- Entries provided -
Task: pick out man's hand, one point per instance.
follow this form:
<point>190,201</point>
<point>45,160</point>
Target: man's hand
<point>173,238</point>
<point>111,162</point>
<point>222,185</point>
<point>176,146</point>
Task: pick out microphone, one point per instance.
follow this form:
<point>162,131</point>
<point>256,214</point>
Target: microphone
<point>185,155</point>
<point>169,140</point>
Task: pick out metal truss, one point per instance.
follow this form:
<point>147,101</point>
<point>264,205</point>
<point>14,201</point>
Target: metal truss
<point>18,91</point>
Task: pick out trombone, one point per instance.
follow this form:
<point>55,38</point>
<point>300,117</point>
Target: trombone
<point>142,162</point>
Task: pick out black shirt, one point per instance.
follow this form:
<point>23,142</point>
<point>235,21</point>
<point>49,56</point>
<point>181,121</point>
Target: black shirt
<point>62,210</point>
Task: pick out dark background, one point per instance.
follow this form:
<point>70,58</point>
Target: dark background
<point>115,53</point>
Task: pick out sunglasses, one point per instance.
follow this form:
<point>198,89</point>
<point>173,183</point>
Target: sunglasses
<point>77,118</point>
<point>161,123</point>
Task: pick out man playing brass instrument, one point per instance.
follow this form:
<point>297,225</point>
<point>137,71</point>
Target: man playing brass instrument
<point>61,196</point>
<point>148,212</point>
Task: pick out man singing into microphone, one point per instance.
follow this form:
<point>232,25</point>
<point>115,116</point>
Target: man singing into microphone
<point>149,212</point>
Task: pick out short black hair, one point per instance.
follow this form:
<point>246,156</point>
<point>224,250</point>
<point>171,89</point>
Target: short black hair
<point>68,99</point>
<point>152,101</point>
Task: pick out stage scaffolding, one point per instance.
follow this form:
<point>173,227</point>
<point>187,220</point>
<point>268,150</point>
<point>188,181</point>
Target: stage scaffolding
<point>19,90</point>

- Action item -
Check the entries above line by line and return each one containing the word "Task".

- Solved exercise -
Task: pick out man's hand, one point per instance.
Task: pick out microphone, one point per instance.
Task: pick out metal truss, one point per instance.
Task: pick out trombone, one point per instance.
Task: pick out black shirt, one point per instance.
Task: pick out dark background, one point per instance.
Task: pick out sunglasses, one point per instance.
Task: pick out man playing brass instrument, one point per instance.
Task: pick out man singing into microphone, one point per instance.
Task: pick out short black hair, one point per instance.
Task: pick out stage scaffolding, one point per instance.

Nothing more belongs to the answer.